Directions for this task.
Copy out the data below, putting "marker" wherever "pin" appears and leaving everything else the same.
-----
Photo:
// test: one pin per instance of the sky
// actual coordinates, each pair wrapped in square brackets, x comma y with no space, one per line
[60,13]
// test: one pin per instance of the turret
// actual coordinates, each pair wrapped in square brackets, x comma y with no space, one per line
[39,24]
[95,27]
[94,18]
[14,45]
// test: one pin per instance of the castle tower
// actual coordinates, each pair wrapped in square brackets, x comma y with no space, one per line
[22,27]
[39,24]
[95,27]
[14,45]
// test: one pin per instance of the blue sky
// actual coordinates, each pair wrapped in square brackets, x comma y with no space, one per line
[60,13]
-----
Answer.
Photo:
// test: one marker per instance of the sky
// actual coordinates, each pair wrapped in square brackets, x comma y with no space, one per line
[60,13]
// test: one marker per instance of the turret
// actual coordinates, each pair wrapped in square brackets, x comma y with no space, one per line
[39,24]
[95,27]
[94,18]
[14,45]
// test: one marker per instance of the castle tower
// actual coordinates, each pair wrapped in square brackets, x comma y with no space, one per line
[22,27]
[39,24]
[95,27]
[14,45]
// test: one marker per instance of the blue sky
// actual coordinates, each pair wrapped in square brackets, x comma y with no space, one per line
[60,13]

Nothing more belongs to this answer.